[Records for this task — start]
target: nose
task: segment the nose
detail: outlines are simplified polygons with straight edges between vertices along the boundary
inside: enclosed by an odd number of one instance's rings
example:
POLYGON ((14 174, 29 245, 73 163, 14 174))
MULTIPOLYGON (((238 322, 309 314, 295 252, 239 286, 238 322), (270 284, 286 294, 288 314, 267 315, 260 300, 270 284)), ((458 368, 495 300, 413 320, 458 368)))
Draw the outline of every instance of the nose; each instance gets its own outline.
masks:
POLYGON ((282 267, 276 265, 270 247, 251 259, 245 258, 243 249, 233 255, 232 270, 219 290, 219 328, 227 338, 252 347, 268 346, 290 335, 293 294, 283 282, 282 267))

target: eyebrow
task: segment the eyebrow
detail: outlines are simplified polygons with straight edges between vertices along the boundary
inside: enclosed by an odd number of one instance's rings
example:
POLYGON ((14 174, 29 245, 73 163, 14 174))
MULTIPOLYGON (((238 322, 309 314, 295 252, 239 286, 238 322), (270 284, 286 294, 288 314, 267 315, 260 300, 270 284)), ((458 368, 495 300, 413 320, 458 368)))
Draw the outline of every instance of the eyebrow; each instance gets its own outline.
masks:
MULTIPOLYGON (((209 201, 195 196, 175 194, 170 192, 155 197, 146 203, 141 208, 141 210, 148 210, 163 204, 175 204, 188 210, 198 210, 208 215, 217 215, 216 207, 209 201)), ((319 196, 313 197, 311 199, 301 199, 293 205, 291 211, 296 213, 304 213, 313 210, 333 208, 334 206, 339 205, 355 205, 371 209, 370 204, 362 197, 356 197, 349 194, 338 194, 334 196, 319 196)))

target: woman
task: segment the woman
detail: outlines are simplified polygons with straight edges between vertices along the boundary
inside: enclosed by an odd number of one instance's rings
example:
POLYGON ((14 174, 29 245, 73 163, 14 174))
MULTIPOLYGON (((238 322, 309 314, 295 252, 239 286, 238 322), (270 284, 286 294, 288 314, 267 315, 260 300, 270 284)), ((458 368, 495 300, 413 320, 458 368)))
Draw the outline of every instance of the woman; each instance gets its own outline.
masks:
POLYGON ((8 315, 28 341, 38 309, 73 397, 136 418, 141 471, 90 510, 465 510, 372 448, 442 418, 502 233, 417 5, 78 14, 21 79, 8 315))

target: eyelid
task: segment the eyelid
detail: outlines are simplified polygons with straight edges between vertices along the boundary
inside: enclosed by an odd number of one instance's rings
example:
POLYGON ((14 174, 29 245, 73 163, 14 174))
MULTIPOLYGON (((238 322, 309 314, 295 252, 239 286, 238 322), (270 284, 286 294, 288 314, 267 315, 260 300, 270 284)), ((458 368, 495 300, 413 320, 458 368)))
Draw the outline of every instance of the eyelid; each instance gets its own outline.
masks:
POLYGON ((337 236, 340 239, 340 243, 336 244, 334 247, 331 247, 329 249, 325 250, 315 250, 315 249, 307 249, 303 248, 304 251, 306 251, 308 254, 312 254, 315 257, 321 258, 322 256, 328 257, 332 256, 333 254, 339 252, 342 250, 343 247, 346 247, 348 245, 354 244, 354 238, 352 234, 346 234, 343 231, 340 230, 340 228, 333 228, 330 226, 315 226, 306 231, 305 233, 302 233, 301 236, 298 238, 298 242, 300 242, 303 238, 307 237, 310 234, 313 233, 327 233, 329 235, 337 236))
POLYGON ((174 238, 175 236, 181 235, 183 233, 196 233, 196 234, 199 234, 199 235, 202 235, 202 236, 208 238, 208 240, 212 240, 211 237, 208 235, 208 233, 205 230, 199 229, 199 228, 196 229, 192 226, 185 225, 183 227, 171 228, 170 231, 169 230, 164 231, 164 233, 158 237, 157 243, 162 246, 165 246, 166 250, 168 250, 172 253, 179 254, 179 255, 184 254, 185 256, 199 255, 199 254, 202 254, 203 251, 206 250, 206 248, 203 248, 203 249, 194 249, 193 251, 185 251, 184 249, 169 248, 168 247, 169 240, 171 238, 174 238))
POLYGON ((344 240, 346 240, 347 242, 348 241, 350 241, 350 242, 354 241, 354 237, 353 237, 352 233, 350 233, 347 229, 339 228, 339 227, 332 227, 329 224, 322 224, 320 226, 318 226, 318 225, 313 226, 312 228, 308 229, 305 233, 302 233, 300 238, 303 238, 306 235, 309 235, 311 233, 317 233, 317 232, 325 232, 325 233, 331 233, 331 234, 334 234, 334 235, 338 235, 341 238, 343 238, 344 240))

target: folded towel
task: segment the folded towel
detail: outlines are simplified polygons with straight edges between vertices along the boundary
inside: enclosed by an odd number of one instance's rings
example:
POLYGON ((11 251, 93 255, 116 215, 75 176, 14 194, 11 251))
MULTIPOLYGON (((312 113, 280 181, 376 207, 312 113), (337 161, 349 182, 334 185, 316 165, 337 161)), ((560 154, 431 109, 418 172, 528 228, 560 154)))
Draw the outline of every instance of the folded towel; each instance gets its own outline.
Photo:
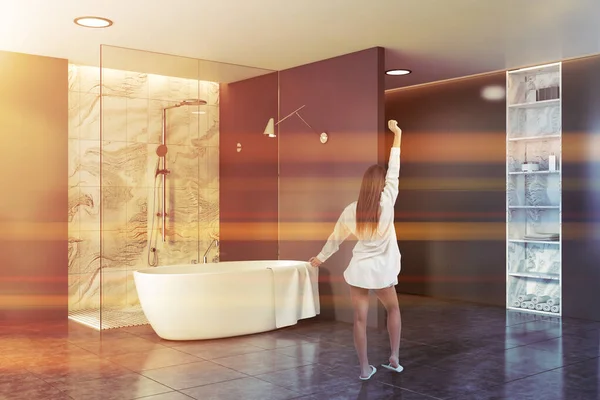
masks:
POLYGON ((560 309, 558 308, 558 306, 552 306, 552 307, 550 307, 550 312, 558 314, 559 311, 560 311, 560 309))
POLYGON ((273 272, 275 325, 295 325, 320 313, 318 268, 309 263, 269 268, 273 272))
POLYGON ((544 306, 538 303, 538 304, 535 305, 535 310, 536 311, 543 311, 544 310, 544 306))

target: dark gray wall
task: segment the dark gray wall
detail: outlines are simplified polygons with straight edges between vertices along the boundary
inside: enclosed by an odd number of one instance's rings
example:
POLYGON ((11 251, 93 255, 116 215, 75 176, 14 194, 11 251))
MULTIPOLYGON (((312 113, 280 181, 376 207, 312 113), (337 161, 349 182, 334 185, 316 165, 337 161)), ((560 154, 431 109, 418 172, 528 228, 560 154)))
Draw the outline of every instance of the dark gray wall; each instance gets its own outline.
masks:
POLYGON ((398 291, 505 305, 505 73, 386 93, 403 129, 398 291))
POLYGON ((563 63, 563 315, 600 320, 600 56, 563 63))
[Records for this task — finish]
* **Exercise**
Write every entry out again exactly, dropping the pictures.

* **Final answer**
target: nose
task: segment the nose
detail: outlines are simplified polygons with straight edges between vertices along the boundary
inside: enclosed by an odd number of one instance's rings
example:
POLYGON ((14 174, 29 245, 73 163, 14 174))
MULTIPOLYGON (((238 322, 309 314, 295 252, 239 286, 238 322), (270 284, 286 294, 288 314, 267 315, 260 300, 270 284)), ((458 368, 495 300, 413 320, 458 368)))
Draw the outline of every instance of the nose; each instance gets its own outline.
masks:
POLYGON ((282 267, 276 265, 270 247, 251 259, 245 258, 243 249, 233 255, 232 270, 219 290, 219 328, 227 338, 252 347, 268 346, 290 335, 293 294, 283 282, 282 267))

target: eyebrow
task: segment the eyebrow
detail: outlines are simplified polygons with straight edges between vertices along the boundary
inside: enclosed by an odd number of one instance's rings
example:
POLYGON ((14 174, 29 245, 73 163, 14 174))
MULTIPOLYGON (((238 322, 309 314, 295 252, 239 286, 238 322), (270 284, 286 294, 288 314, 267 315, 260 300, 270 284)), ((458 368, 495 300, 413 320, 458 368)))
Draw the outline of every instance of the eyebrow; each instance gets its own outline.
masks:
MULTIPOLYGON (((209 201, 195 196, 175 194, 170 192, 155 197, 146 203, 141 208, 141 210, 148 210, 163 204, 175 204, 188 210, 198 210, 208 215, 217 215, 216 207, 209 201)), ((319 196, 313 197, 311 199, 301 199, 293 205, 291 211, 296 213, 304 213, 313 210, 333 208, 334 206, 339 205, 355 205, 371 209, 370 204, 362 197, 356 197, 349 194, 338 194, 334 196, 319 196)))

target: woman
task: segment the woman
detail: outlines are simplified polygons with straight edges between vertices along the boundary
inside: enclosed by an odd number of one instance's rings
example:
POLYGON ((14 174, 29 245, 73 163, 14 174))
MULTIPOLYGON (((238 322, 309 314, 295 252, 239 286, 238 322), (270 284, 286 294, 288 314, 267 315, 260 300, 270 284)), ((458 368, 495 300, 413 320, 458 368)))
Draw the outline of every instance of the woman; each instance gets its own outline.
masks:
POLYGON ((8 315, 28 341, 38 309, 73 397, 136 418, 141 471, 90 510, 465 510, 372 448, 442 418, 502 233, 417 5, 78 14, 21 79, 8 315))

target: eyelid
task: segment the eyelid
detail: outlines are simplified polygons with straight edges between vertices along the boundary
inside: enclosed by an odd number of one instance's rings
example:
POLYGON ((14 174, 29 245, 73 163, 14 174))
MULTIPOLYGON (((238 322, 309 314, 295 252, 239 286, 238 322), (270 284, 286 294, 288 314, 267 315, 260 300, 270 284)), ((458 368, 495 300, 413 320, 458 368)))
Draw the outline of every instance of the eyelid; each instance gets its own outline.
masks:
POLYGON ((337 236, 340 239, 340 243, 336 244, 334 247, 331 247, 329 249, 325 250, 315 250, 315 249, 307 249, 303 248, 304 251, 306 251, 308 254, 312 254, 315 257, 321 258, 322 256, 328 257, 332 256, 333 254, 339 252, 342 250, 343 247, 346 247, 348 245, 354 244, 354 238, 352 234, 346 234, 343 231, 340 230, 340 228, 333 228, 330 226, 315 226, 306 231, 305 233, 302 233, 301 236, 298 238, 298 242, 300 242, 303 238, 307 237, 310 234, 313 233, 327 233, 329 235, 337 236))
POLYGON ((174 238, 175 236, 181 235, 183 233, 196 233, 196 234, 199 234, 199 235, 202 235, 202 236, 208 238, 208 240, 212 240, 211 237, 208 235, 208 233, 205 230, 199 229, 199 228, 196 229, 192 226, 185 225, 183 227, 171 228, 170 231, 169 230, 164 231, 164 233, 158 237, 157 243, 162 246, 165 246, 166 250, 168 250, 172 253, 179 254, 179 255, 184 254, 185 256, 199 255, 199 254, 202 254, 203 251, 206 250, 206 248, 203 248, 203 249, 194 249, 193 251, 185 251, 184 249, 169 248, 168 247, 169 240, 171 238, 174 238))
POLYGON ((344 240, 346 240, 347 242, 348 241, 350 241, 350 242, 354 241, 354 237, 353 237, 352 233, 350 233, 347 229, 339 228, 339 227, 332 227, 329 224, 322 224, 320 226, 318 226, 318 225, 313 226, 312 228, 308 229, 305 233, 302 233, 300 238, 303 238, 306 235, 309 235, 311 233, 317 233, 317 232, 325 232, 325 233, 331 233, 331 234, 334 234, 334 235, 338 235, 341 238, 343 238, 344 240))

target: folded towel
task: segment the folded towel
detail: outlines are simplified polygons with straight edges between vertices along the boundary
inside: enclosed by an odd number of one instance's rings
example:
POLYGON ((11 251, 93 255, 116 215, 75 176, 14 194, 11 251))
MULTIPOLYGON (((312 113, 280 181, 376 207, 312 113), (337 161, 349 182, 334 185, 316 165, 337 161)), ((560 154, 431 109, 418 172, 528 228, 560 154)))
Draw the outline of every instance of the folded towel; each instance gets its own outline.
Photo:
masks:
POLYGON ((560 309, 558 308, 558 306, 552 306, 552 307, 550 307, 550 312, 558 314, 559 311, 560 311, 560 309))
POLYGON ((273 272, 275 325, 295 325, 320 313, 318 268, 309 263, 269 268, 273 272))
POLYGON ((544 306, 538 303, 538 304, 535 305, 535 310, 536 311, 543 311, 544 310, 544 306))

target: dark gray wall
task: segment the dark gray wall
detail: outlines are simplified polygons with straight edges between vertices along the boundary
inside: enclosed by an odd number of one instance's rings
example:
POLYGON ((11 251, 93 255, 116 215, 75 176, 14 194, 11 251))
MULTIPOLYGON (((312 113, 280 181, 376 207, 312 113), (337 161, 349 182, 334 185, 316 165, 337 161)), ((560 154, 431 109, 418 172, 528 228, 560 154)))
Draw the outline of every instance of the dark gray wall; each instance gets its own outline.
masks:
POLYGON ((398 291, 505 305, 505 73, 386 93, 403 129, 398 291))
POLYGON ((563 63, 563 315, 600 320, 600 56, 563 63))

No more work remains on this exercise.